▶ [Directions] Everything from the line that contains "Each instance of the white tiled" through the last line of the listing must be copied exactly, with both of those lines included and no others.

══ Available records ══

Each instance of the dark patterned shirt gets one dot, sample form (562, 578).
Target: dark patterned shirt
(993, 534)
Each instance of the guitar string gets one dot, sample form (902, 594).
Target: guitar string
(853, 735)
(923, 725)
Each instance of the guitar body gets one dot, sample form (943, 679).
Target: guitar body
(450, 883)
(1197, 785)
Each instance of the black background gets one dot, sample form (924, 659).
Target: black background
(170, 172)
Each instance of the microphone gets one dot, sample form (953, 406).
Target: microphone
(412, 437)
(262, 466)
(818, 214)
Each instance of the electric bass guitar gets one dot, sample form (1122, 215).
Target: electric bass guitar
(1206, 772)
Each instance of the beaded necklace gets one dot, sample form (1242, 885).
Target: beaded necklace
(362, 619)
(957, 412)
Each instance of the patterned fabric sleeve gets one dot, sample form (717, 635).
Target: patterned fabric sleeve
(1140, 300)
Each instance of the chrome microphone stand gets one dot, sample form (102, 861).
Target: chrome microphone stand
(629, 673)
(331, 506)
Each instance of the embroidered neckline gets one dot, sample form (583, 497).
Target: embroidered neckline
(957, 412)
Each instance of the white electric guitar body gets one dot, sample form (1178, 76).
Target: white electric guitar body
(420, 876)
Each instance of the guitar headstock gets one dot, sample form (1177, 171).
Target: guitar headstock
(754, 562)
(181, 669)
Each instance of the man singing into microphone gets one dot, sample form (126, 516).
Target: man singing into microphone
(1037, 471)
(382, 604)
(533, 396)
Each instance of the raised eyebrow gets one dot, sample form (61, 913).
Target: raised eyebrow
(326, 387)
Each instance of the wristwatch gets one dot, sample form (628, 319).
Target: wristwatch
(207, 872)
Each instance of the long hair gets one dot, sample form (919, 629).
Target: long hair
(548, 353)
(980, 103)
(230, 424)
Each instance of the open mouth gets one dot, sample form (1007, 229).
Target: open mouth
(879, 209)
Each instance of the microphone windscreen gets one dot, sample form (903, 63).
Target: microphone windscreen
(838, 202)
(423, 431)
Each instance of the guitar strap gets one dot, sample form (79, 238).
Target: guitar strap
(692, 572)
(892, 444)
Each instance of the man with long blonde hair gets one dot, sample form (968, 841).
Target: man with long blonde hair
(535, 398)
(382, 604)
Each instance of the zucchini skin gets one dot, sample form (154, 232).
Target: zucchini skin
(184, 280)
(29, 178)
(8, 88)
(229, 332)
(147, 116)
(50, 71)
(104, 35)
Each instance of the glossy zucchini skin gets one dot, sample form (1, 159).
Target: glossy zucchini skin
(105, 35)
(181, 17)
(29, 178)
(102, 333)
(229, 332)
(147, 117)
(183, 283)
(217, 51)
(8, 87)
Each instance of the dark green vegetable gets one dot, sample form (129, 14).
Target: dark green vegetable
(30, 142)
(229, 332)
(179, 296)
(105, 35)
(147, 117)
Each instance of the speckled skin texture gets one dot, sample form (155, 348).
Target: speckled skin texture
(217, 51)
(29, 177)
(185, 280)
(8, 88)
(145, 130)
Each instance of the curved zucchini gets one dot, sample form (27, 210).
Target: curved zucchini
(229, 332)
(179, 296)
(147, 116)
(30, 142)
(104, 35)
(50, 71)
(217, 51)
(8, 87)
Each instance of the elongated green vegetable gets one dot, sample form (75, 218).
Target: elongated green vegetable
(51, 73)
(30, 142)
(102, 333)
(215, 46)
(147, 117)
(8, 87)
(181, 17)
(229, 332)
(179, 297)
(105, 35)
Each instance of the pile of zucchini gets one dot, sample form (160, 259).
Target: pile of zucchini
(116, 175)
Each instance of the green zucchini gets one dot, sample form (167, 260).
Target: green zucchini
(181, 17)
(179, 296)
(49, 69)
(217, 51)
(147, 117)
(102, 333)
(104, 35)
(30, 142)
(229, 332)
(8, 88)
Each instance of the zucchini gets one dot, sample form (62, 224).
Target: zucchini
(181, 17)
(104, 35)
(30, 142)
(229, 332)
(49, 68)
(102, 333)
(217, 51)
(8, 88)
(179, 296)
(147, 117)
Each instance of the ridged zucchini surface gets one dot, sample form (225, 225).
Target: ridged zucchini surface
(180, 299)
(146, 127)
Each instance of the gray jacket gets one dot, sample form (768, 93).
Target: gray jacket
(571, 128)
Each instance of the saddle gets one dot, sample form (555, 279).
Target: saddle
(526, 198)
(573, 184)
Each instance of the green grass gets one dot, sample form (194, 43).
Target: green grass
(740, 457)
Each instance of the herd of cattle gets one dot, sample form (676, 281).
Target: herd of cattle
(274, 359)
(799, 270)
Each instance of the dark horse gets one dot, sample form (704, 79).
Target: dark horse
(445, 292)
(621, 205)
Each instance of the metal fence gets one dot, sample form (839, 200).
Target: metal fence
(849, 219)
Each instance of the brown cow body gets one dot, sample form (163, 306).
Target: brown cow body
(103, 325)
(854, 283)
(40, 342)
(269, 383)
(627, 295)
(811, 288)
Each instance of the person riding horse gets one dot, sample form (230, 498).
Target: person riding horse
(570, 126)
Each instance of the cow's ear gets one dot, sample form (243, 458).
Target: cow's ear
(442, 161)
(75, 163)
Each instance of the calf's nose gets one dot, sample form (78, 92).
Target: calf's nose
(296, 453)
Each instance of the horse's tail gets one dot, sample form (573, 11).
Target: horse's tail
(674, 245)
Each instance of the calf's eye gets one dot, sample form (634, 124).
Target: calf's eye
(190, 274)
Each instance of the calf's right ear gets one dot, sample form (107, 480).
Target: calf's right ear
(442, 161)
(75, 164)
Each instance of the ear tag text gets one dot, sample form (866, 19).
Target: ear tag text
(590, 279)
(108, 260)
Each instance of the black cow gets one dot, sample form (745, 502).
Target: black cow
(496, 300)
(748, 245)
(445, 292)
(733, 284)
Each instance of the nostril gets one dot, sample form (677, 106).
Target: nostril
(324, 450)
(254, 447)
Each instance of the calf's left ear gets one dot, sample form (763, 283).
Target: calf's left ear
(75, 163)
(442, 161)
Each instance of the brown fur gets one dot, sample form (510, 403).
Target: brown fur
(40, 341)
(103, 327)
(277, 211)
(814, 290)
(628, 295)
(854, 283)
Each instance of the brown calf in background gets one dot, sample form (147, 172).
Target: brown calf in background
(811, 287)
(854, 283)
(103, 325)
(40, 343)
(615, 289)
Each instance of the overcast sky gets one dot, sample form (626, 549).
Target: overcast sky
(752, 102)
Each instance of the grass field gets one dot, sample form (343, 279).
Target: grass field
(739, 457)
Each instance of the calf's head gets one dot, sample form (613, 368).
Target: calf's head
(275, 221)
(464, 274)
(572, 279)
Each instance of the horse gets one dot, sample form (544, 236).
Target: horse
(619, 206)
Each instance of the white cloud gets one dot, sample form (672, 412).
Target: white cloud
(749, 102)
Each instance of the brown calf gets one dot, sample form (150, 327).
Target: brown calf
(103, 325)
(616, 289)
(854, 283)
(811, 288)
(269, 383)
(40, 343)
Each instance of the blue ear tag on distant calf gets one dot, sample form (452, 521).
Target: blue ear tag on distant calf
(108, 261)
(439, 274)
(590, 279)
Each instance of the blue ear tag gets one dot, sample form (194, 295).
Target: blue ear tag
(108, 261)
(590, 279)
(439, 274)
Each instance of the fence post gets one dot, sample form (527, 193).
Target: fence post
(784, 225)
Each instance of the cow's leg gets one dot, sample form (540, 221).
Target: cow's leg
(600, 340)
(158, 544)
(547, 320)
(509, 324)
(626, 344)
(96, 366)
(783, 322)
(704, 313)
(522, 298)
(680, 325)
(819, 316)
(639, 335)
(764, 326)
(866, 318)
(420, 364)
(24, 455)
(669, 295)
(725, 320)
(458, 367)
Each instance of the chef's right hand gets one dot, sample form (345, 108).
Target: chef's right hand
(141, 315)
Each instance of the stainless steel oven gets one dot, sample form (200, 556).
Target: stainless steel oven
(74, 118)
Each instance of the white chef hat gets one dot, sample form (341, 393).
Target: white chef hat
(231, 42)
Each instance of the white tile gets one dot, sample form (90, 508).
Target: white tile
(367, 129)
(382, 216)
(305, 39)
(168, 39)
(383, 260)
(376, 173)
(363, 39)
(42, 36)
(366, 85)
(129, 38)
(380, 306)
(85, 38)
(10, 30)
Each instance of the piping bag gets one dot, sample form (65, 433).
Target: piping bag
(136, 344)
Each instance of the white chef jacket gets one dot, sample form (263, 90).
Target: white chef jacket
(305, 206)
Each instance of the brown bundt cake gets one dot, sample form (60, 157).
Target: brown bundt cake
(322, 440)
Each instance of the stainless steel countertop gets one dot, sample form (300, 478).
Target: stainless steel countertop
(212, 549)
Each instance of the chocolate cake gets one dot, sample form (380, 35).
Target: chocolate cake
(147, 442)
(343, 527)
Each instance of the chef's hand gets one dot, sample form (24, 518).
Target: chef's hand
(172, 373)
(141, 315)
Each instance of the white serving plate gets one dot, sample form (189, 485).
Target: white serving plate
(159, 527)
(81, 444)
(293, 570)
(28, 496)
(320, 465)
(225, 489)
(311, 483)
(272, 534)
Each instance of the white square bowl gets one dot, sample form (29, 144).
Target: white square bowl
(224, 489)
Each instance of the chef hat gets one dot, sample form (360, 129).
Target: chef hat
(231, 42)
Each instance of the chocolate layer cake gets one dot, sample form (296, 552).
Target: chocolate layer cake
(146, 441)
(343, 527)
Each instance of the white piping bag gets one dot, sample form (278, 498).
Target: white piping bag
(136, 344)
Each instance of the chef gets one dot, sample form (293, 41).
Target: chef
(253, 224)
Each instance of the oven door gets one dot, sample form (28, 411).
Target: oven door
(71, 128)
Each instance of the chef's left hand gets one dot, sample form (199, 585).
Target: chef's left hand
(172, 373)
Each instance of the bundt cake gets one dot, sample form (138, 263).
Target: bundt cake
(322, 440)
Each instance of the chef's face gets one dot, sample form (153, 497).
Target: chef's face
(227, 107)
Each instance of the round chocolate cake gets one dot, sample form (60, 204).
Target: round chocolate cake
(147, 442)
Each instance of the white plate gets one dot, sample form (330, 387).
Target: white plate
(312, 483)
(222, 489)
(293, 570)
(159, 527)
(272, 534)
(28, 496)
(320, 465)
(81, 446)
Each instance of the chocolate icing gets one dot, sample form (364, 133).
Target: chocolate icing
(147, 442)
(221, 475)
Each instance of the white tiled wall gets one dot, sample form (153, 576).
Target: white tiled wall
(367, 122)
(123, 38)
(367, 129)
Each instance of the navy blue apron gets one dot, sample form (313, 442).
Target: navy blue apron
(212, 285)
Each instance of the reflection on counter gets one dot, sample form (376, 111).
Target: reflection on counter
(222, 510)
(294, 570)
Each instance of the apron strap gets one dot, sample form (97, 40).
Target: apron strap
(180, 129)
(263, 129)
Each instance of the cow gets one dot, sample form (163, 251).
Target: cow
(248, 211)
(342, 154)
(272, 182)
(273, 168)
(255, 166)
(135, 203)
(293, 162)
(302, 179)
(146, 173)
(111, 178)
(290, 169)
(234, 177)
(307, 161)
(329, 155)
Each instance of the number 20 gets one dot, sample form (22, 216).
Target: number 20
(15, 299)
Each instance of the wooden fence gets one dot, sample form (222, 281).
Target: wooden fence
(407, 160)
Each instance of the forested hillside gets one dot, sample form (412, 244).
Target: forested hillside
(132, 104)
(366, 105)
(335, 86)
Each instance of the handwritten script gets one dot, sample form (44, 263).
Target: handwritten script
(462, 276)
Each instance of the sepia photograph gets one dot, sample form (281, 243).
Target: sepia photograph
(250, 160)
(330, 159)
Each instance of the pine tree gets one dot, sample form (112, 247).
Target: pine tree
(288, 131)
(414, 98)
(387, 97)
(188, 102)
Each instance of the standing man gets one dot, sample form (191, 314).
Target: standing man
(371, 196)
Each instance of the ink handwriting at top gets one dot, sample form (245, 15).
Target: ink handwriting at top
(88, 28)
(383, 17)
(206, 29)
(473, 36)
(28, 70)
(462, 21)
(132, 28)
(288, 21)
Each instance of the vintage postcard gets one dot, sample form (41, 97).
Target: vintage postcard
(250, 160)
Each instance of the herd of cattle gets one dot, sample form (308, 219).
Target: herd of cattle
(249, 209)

═══

▶ [Response below]
Each instance of the white tiled wall gets one dot, sample form (153, 576).
Target: white tiled wall
(367, 122)
(123, 38)
(367, 129)
Each instance of the navy blue apron gets one dot, sample form (313, 442).
Target: navy blue apron
(212, 285)
Each instance of the reflection on counter gets one dot, sample form (376, 111).
Target: reflection on counter
(222, 510)
(294, 570)
Each instance of the apron strap gets one dot, sample form (97, 40).
Target: apron strap
(180, 129)
(263, 129)
Each instance of the cow gets one dot, sample form (163, 251).
Target: cow
(248, 211)
(342, 154)
(272, 182)
(273, 168)
(255, 166)
(135, 203)
(293, 162)
(302, 179)
(146, 173)
(111, 178)
(290, 169)
(234, 177)
(307, 161)
(329, 155)
Each instance of the number 20 gets one dot, sample form (22, 216).
Target: number 20
(15, 299)
Each instance of the wooden fence gets one dot, sample form (222, 281).
Target: wooden fence
(407, 160)
Each instance of the forested hillside gets one dot, sample form (412, 244).
Target: forested hillside
(132, 104)
(366, 105)
(335, 86)
Each instance of the handwritten script gets one dot, sample form (44, 263).
Target: handwritten script
(462, 276)
Each instance of the sepia photograph gets one dot, sample form (281, 243).
Target: sepia photograph
(250, 160)
(330, 159)
Each instance of the pine tree gets one dot, sample form (112, 247).
Target: pine tree
(288, 131)
(414, 98)
(387, 97)
(188, 102)
Each instance of the standing man gets one dot, sample form (191, 314).
Target: standing man
(371, 196)
Each instance of the ink handwriting at top gets one dot, sample form (245, 15).
Target: ink handwriting at top
(88, 28)
(383, 17)
(206, 29)
(473, 36)
(28, 70)
(462, 21)
(132, 28)
(288, 21)
Each instance of the vintage postcard gets one dot, sample form (41, 97).
Target: vintage postcard
(250, 160)
Each instance of the herd of cattle gets one dot, sample form (308, 219).
Target: herd of cattle
(249, 209)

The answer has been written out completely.